=== Section Start ===
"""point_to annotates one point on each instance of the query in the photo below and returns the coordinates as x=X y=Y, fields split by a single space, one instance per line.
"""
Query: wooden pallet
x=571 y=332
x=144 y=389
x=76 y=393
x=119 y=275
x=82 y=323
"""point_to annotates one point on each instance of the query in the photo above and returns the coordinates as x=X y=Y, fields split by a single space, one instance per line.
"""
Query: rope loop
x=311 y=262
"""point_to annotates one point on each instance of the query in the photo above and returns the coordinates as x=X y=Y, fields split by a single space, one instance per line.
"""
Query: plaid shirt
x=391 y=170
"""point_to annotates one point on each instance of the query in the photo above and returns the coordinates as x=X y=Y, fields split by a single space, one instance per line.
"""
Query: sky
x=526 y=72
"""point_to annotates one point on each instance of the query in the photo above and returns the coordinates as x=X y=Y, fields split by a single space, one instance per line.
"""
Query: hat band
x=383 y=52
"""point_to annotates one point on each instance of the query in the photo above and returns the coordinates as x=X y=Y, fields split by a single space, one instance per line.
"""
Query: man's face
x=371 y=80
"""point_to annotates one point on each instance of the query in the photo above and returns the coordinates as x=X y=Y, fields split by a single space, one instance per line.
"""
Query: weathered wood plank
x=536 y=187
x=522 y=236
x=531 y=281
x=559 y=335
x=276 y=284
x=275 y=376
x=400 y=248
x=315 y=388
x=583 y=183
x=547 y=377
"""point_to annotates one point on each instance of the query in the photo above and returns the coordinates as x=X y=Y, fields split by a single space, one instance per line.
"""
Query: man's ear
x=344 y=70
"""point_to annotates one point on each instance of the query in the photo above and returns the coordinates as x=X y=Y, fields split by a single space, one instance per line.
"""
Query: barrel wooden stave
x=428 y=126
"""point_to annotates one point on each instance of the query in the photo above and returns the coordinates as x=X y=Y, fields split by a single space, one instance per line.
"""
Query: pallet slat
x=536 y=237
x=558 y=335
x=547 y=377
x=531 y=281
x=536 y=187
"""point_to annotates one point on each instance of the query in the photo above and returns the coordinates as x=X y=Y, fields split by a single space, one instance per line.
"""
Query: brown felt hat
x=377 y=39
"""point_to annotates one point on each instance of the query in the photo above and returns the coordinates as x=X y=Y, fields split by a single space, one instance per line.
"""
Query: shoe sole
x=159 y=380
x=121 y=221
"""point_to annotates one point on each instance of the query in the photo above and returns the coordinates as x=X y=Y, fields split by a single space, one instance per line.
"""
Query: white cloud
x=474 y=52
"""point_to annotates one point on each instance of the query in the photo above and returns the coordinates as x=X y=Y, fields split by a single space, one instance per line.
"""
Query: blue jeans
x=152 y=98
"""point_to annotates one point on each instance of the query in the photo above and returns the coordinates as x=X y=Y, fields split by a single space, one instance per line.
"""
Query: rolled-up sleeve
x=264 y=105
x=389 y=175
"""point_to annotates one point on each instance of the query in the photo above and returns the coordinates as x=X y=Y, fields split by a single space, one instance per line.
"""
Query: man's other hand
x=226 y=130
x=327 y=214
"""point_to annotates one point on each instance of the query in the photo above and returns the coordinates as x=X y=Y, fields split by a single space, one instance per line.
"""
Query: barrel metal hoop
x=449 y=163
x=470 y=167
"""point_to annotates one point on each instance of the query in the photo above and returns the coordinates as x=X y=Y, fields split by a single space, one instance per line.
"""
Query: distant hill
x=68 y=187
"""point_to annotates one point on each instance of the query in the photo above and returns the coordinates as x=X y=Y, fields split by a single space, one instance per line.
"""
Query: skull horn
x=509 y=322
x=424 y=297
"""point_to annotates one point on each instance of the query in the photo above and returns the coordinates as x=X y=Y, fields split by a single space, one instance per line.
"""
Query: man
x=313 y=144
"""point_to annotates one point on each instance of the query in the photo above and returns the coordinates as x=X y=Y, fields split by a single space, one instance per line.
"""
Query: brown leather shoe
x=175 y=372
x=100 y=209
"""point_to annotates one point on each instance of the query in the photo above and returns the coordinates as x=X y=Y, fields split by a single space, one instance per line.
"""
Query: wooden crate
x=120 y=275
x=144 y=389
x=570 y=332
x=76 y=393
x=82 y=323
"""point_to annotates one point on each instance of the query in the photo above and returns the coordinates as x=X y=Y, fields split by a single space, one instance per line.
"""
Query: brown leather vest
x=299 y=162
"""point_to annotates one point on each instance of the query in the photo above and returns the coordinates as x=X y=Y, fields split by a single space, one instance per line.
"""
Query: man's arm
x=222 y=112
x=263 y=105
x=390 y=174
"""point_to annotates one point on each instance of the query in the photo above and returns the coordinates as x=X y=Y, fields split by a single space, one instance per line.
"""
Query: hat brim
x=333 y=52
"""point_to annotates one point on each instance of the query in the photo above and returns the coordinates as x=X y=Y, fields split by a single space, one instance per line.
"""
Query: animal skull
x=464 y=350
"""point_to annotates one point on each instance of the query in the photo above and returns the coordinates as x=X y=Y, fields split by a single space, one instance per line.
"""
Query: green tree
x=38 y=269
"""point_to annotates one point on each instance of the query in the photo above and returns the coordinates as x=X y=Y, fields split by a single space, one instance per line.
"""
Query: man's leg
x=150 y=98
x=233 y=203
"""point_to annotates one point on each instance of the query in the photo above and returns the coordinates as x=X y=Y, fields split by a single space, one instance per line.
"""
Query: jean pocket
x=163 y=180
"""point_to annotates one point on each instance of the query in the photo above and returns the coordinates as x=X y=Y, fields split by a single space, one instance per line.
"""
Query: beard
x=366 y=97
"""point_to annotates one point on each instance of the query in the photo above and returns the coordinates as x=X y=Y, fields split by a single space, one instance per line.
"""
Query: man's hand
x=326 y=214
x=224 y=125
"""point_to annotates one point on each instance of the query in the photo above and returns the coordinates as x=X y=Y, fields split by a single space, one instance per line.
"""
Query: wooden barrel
=== Section End ===
WORK TO BE COMPLETED:
The records above should be duplicated in full, exactly as given.

TASK OUTPUT:
"""point_to annotates one point on each instance of the query in the photo below and returns the coordinates as x=X y=Y, fields split by a single space, one instance per line.
"""
Query: wooden pallet
x=571 y=332
x=144 y=389
x=76 y=393
x=119 y=275
x=82 y=323
"""point_to annotates one point on each instance of the query in the photo above and returns the coordinates as x=X y=Y, fields split by a single space, one instance per line.
"""
Query: rope loop
x=311 y=262
"""point_to annotates one point on each instance of the query in the photo above and returns the coordinates as x=X y=Y, fields split by a single space, one instance per line.
"""
Query: plaid shirt
x=391 y=170
"""point_to annotates one point on each instance of the query in the photo above and returns the coordinates as x=X y=Y, fields split by a single space, one instance per line.
"""
Query: sky
x=526 y=72
"""point_to annotates one point on each instance of the query in the photo above and returns the coordinates as x=X y=Y, fields split by a single space, one instance per line.
"""
Query: hat band
x=383 y=52
"""point_to annotates one point on each instance of the query in the photo above and returns the coordinates as x=X y=Y, fields split by a single space, one instance per line.
"""
Query: man's face
x=371 y=80
"""point_to annotates one point on each instance of the query in the photo above and returns the coordinates as x=X y=Y, fields split by a single space, one instance per line.
"""
Query: weathered wood plank
x=536 y=187
x=522 y=236
x=531 y=281
x=559 y=335
x=276 y=284
x=275 y=376
x=400 y=248
x=315 y=388
x=583 y=183
x=547 y=377
"""point_to annotates one point on each instance of the query in the photo above and returns the coordinates as x=X y=Y, fields split by a single space, one instance per line.
"""
Query: man's ear
x=344 y=70
"""point_to annotates one point on each instance of the query in the photo above and returns the coordinates as x=X y=Y, fields split by a single space, one instance per line.
"""
Query: barrel wooden stave
x=428 y=126
"""point_to annotates one point on each instance of the query in the photo above and returns the coordinates as x=X y=Y, fields split by a single space, one instance per line.
"""
Query: pallet slat
x=536 y=237
x=558 y=335
x=547 y=377
x=531 y=281
x=536 y=187
"""point_to annotates one point on each instance of the query in the photo above and returns the coordinates as x=X y=Y, fields split by a single space, one instance per line.
"""
Query: brown felt hat
x=377 y=39
"""point_to annotates one point on each instance of the query in the photo above and returns the coordinates as x=X y=Y, fields split by a single space, one instance per line.
"""
Query: shoe sole
x=159 y=380
x=121 y=221
"""point_to annotates one point on each instance of the query in the photo above and returns the coordinates as x=X y=Y, fields split by a single space, one instance per line.
"""
Query: white cloud
x=474 y=52
"""point_to annotates one point on each instance of the query in the photo above and returns the coordinates as x=X y=Y, fields split by a single space, one instance per line.
"""
Query: blue jeans
x=152 y=98
"""point_to annotates one point on each instance of the query in the photo above and returns the coordinates as x=X y=Y, fields split by a single space, one instance per line.
"""
Query: rolled-up sleeve
x=264 y=105
x=389 y=175
"""point_to annotates one point on each instance of the query in the photo above and returns the coordinates as x=X y=Y, fields split by a single space, one instance per line.
"""
Query: man's other hand
x=226 y=130
x=327 y=214
"""point_to annotates one point on each instance of the query in the photo above and returns the coordinates as x=X y=Y, fields split by a single space, one instance per line.
"""
Query: barrel metal hoop
x=449 y=163
x=470 y=167
"""point_to annotates one point on each instance of the query in the photo above and returns the coordinates as x=X y=Y, fields split by a single space, one instance per line.
"""
Query: distant hill
x=68 y=187
"""point_to annotates one point on each instance of the query in the photo above and returns the coordinates as x=X y=Y, fields split by a single space, one instance per line.
"""
Query: skull horn
x=509 y=322
x=424 y=297
"""point_to annotates one point on each instance of the query in the photo above and returns the coordinates as x=X y=Y, fields split by a single space, one instance per line.
"""
Query: man
x=313 y=144
"""point_to annotates one point on each instance of the query in the photo above and returns the coordinates as x=X y=Y, fields split by a single space, one instance per line.
"""
Query: brown leather shoe
x=175 y=372
x=100 y=209
"""point_to annotates one point on each instance of the query in the photo above and returns the coordinates as x=X y=Y, fields split by a single space, one instance per line.
"""
Query: wooden crate
x=120 y=275
x=144 y=389
x=570 y=332
x=76 y=393
x=82 y=323
"""point_to annotates one point on each instance of the query in the photo above and returns the coordinates as x=X y=Y, fields split by a single space, one instance per line.
"""
Query: brown leather vest
x=299 y=162
"""point_to annotates one point on each instance of the query in the photo above and returns the coordinates as x=X y=Y, fields split by a single space, one instance per line.
"""
Query: man's arm
x=222 y=112
x=263 y=105
x=390 y=174
"""point_to annotates one point on each instance of the query in the photo above and returns the coordinates as x=X y=Y, fields split by a single space, one instance per line.
"""
Query: hat brim
x=333 y=52
"""point_to annotates one point on each instance of the query in the photo above and returns the coordinates as x=X y=Y, fields split by a single space, one instance per line.
"""
Query: animal skull
x=464 y=350
"""point_to annotates one point on each instance of the query in the photo above and returns the coordinates as x=X y=Y, fields split by a single space, one instance per line.
"""
Query: green tree
x=38 y=269
"""point_to annotates one point on each instance of the query in the photo above and returns the coordinates as x=X y=Y, fields split by a single space, one instance per line.
"""
Query: man's leg
x=150 y=98
x=233 y=203
"""point_to annotates one point on each instance of the query in the photo above and returns the coordinates as x=X y=Y, fields split by a single space, one instance per line.
"""
Query: jean pocket
x=163 y=180
"""point_to annotates one point on each instance of the query in the photo above and returns the coordinates as x=X y=Y, fields split by a single space, one instance per line.
"""
Query: beard
x=366 y=97
"""point_to annotates one point on each instance of the query in the photo above and returns the coordinates as x=X y=Y, fields split by a single space, one instance per line.
"""
Query: man's hand
x=326 y=214
x=224 y=125
"""point_to annotates one point on each instance of the query in the photo above and returns the coordinates as x=X y=Y, fields split by a single space, one instance per line.
"""
Query: wooden barrel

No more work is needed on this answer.